3 min read

How GPT-4 Will Change Human-AI Interaction

What comes after ChatGPT? is the question I posed in Everydays 171, and the consensus is MLLMs – or Multimodal Large Language Models. Although text-based interfaces for interacting with language models (such as ChatGPT) helped familiarize millions of people with AI, they’re just a step on the way to a much more natural human-AI interface. MLLMs will make interacting with language models and AI as simple as having a natural conversation.

And we may be just a week away from OpenAI releasing an MLLM.

WTF? GPT-4 Release Next Week

OpenAI will release GPT-4 as early as next week. The update to their language model is rumored to be trained on 100 trillion parameters, which is 500x the size of GPT-3. However, other sources say that GPT-4 will have a similar model size but much better training. Overall, most expect that GPT-4 will be multimodal, making it the first MLLM for public use.

Jim Fan outlines what changes if GPT-4 is, in fact, multimodal in this tweet. Here’s what he predicts:

If GPT-4 is multimodal, we can predict with reasonable confidence what GPT-4 might be capable of, given Microsoft’s prior work Kosmos-1:

1. Visual IQ test: yes, the ones that humans take!

2. OCR-free reading comprehension: input a screenshot, scanned document, street sign, or any pixels that contain text. Reason about the contents directly without explicit OCR. This is extremely useful to unlock AI-powered apps on multimedia web pages, or “text in the wild” from real world cams.

3. Multimodal chat: have a conversation about a picture. You can even provide “follow-up” images in the middle.

4. Broad visual understanding abilities, like captioning, visual question answering, object detection, scene layout, common sense reasoning, etc.

5. Audio & speech recognition (??): wasn’t mentioned in Kosmos-1 paper, but Whisper is already an OpenAI API and should be fairly easy to integrate.

Jim Fan’s predictions are based on rumors of what Andreas Braun said, (Microsoft Germany CTO). They are largely based on the research paper for Kosmos-1, which shows a lot of very real progress being made on MLLMs. An image from that paper shares what MLLMs will be capable of:

Source: Arxiv

One, if GPT-4 is released next week, this will be pretty demoralizing for everyone that has started building with the ChatGPT API. It’s likely that GPT_4 will effectively make anything made with older versions obsolete. That’s beside the point, though.

What’s more important is that an MLLM from OpenAI would change human-AI interaction completely. We’d be getting much closed to a world shown in most sci-fi films where we just talk to computers and things get done. Without any effort on our part, we guid the computer to do our work for us. Just like Tony Stark/Iron Man interacting with Jarvis or Friday.

Connecting task-specific language models through APIs is what will really make the magic happen. Yesterday’s note on creating Pokémon cards with AI, the human has to take output back and forth from between Midjourney and then back to ChatGPT because these AIs do different things. APIs connect the web today, but eventually, LLMs will replace APIs and just know how to interact with other models and come back with finished products in multimedia formats.

We’re already seeing builders connect language models, such as Prismer (Github code here):

Overall, the stuff from Kosmos-1, Primer, and ensuing MLLMs is the best thing I’ve seen that could convince me we’re getting closer to AGI – Artificial General Intelligence.

» Data supplied:
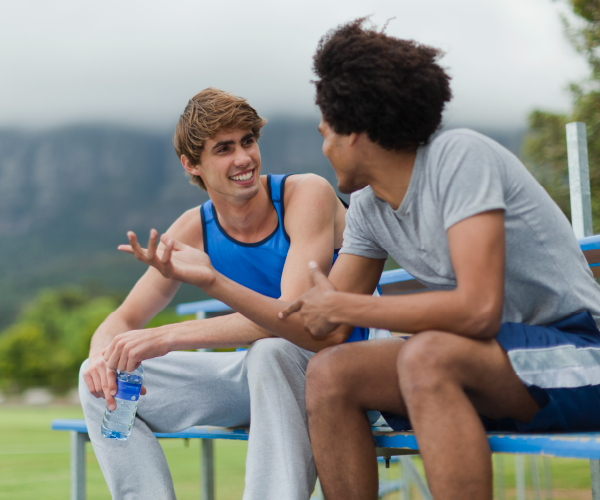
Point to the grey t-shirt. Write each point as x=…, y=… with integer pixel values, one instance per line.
x=459, y=174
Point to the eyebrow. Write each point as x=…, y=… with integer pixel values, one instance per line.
x=230, y=141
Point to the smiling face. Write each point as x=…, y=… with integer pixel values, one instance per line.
x=341, y=152
x=229, y=164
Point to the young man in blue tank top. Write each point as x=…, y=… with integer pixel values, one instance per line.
x=507, y=336
x=261, y=231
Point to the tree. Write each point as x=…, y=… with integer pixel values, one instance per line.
x=544, y=146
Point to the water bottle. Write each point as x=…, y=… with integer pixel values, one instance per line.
x=117, y=424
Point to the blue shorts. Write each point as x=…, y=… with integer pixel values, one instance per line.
x=560, y=365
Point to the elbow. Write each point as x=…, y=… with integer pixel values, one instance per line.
x=483, y=323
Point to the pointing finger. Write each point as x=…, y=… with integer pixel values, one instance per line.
x=166, y=256
x=135, y=246
x=291, y=309
x=125, y=248
x=152, y=244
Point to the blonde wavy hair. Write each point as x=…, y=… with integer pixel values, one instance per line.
x=206, y=114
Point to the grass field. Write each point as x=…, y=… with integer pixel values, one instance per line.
x=34, y=460
x=34, y=463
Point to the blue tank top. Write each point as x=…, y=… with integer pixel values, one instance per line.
x=259, y=265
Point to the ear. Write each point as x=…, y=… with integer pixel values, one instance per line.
x=187, y=164
x=353, y=138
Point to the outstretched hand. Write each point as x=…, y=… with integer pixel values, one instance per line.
x=177, y=261
x=315, y=305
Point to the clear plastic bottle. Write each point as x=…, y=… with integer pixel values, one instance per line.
x=117, y=424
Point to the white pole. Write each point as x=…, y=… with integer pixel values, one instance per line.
x=579, y=180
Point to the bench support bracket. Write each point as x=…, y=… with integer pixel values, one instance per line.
x=208, y=470
x=78, y=441
x=595, y=473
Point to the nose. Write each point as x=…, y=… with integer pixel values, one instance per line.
x=241, y=159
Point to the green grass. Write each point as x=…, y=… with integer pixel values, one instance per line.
x=34, y=460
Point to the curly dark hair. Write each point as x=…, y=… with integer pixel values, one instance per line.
x=392, y=89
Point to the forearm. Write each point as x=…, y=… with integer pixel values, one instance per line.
x=233, y=330
x=264, y=312
x=448, y=311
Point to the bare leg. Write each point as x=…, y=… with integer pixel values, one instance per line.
x=446, y=381
x=442, y=379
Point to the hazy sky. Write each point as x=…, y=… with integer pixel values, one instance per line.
x=139, y=61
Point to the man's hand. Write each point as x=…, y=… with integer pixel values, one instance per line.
x=101, y=381
x=315, y=305
x=177, y=261
x=127, y=350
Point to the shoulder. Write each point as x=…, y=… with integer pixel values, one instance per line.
x=188, y=228
x=461, y=140
x=363, y=200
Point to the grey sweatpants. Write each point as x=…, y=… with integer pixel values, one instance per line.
x=222, y=389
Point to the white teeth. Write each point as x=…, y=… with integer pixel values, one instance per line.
x=244, y=177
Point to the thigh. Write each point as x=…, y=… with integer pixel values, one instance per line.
x=481, y=367
x=195, y=388
x=364, y=371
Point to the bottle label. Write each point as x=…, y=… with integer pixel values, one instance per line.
x=127, y=391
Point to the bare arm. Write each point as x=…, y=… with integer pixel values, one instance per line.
x=472, y=309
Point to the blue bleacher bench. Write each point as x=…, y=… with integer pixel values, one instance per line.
x=388, y=443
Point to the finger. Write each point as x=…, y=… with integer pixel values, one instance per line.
x=89, y=381
x=97, y=383
x=110, y=402
x=291, y=309
x=177, y=245
x=152, y=241
x=125, y=248
x=316, y=275
x=135, y=246
x=112, y=360
x=166, y=256
x=107, y=352
x=132, y=364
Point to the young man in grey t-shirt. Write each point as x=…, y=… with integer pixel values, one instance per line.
x=507, y=337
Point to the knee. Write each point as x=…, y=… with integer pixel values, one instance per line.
x=327, y=380
x=425, y=363
x=265, y=352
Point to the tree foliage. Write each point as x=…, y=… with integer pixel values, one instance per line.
x=544, y=145
x=51, y=338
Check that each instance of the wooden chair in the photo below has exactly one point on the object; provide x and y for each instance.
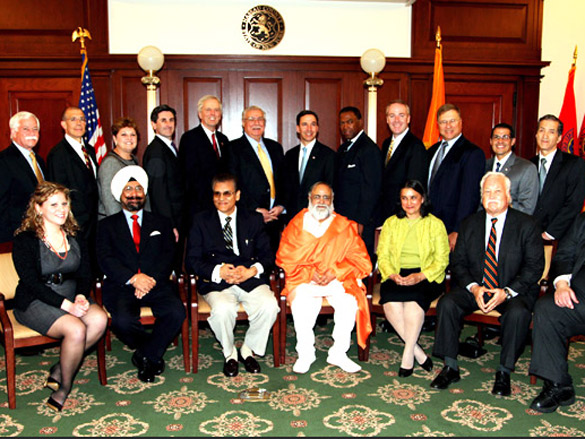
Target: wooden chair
(493, 318)
(285, 311)
(377, 309)
(14, 335)
(200, 311)
(147, 318)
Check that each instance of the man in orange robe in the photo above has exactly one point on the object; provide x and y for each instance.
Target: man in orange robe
(323, 255)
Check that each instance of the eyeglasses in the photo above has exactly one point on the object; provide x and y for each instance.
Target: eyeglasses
(129, 189)
(225, 194)
(448, 122)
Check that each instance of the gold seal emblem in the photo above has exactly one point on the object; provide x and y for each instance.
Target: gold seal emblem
(263, 27)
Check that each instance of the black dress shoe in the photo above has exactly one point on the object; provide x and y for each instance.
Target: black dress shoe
(230, 368)
(158, 366)
(145, 368)
(405, 372)
(445, 378)
(428, 364)
(250, 364)
(552, 396)
(502, 384)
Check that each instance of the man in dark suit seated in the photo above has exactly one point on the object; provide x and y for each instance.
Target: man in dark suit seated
(306, 164)
(455, 169)
(203, 153)
(72, 163)
(257, 164)
(229, 251)
(559, 315)
(358, 176)
(21, 169)
(136, 250)
(562, 180)
(497, 263)
(522, 173)
(405, 158)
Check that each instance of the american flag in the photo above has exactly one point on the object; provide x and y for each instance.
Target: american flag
(88, 105)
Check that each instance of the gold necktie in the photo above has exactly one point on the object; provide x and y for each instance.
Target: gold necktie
(390, 148)
(38, 172)
(265, 162)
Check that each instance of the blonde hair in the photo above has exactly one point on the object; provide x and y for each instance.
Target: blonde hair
(33, 222)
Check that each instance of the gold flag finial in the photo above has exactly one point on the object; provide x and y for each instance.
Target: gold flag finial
(81, 34)
(438, 36)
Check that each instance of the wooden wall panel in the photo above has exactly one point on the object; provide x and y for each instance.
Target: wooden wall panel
(323, 96)
(193, 90)
(45, 97)
(267, 94)
(43, 28)
(482, 106)
(502, 30)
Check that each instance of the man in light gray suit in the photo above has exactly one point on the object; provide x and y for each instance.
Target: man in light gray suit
(521, 172)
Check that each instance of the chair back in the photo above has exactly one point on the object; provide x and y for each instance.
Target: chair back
(8, 276)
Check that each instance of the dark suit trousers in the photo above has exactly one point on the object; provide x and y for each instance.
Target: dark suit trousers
(125, 310)
(552, 328)
(515, 321)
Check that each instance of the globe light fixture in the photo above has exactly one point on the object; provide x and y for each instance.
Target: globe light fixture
(373, 62)
(151, 60)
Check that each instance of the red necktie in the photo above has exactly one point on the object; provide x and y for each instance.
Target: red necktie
(214, 144)
(136, 232)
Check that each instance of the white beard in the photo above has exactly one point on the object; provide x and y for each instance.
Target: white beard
(320, 211)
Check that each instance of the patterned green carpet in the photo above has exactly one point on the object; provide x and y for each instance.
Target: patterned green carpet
(324, 402)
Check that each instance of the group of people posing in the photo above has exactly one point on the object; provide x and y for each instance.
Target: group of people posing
(228, 212)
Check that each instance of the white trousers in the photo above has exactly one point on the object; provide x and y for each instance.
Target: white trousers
(261, 307)
(305, 309)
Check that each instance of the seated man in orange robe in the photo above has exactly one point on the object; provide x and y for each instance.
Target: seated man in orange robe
(323, 255)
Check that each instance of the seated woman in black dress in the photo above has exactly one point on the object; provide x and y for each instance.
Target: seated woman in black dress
(52, 296)
(413, 253)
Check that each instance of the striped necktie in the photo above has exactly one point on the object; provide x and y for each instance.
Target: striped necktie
(228, 234)
(490, 263)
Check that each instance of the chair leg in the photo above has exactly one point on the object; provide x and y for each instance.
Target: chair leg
(10, 373)
(101, 355)
(185, 342)
(276, 341)
(282, 320)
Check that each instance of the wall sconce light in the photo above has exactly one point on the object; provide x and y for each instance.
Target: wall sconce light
(373, 62)
(151, 60)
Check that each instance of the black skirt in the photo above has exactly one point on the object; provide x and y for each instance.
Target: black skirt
(422, 293)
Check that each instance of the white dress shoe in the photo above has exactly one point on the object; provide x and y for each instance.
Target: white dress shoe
(303, 364)
(344, 362)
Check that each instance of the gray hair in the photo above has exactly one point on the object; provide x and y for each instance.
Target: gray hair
(202, 100)
(15, 120)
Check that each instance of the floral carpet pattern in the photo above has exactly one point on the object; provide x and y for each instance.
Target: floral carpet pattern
(324, 402)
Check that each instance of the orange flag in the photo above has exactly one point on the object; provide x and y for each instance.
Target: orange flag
(431, 135)
(569, 115)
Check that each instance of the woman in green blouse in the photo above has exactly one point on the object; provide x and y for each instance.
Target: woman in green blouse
(413, 253)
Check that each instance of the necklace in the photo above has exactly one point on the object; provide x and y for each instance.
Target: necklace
(48, 244)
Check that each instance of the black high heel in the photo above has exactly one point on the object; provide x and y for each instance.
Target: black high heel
(57, 406)
(427, 365)
(52, 383)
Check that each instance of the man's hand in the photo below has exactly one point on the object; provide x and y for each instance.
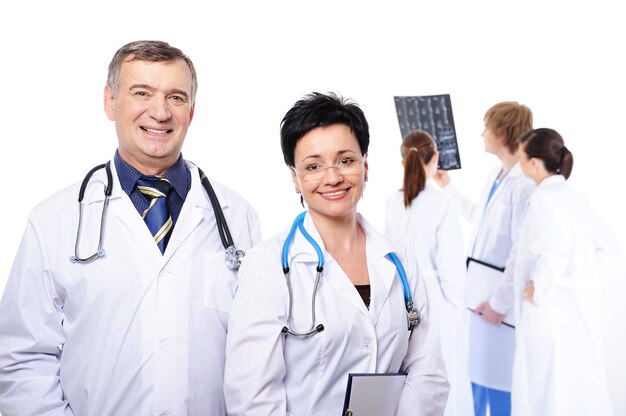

» Requirement:
Answer these questions about the GPT-4 article:
(a) What does the abbreviation MLLM stand for?
(b) What Microsoft research paper are the predictions largely based on?
(c) Between which two AIs does the human move output in the Pokémon card example?

» Response to the exercise:
(a) Multimodal Large Language Models
(b) Kosmos-1
(c) Midjourney and ChatGPT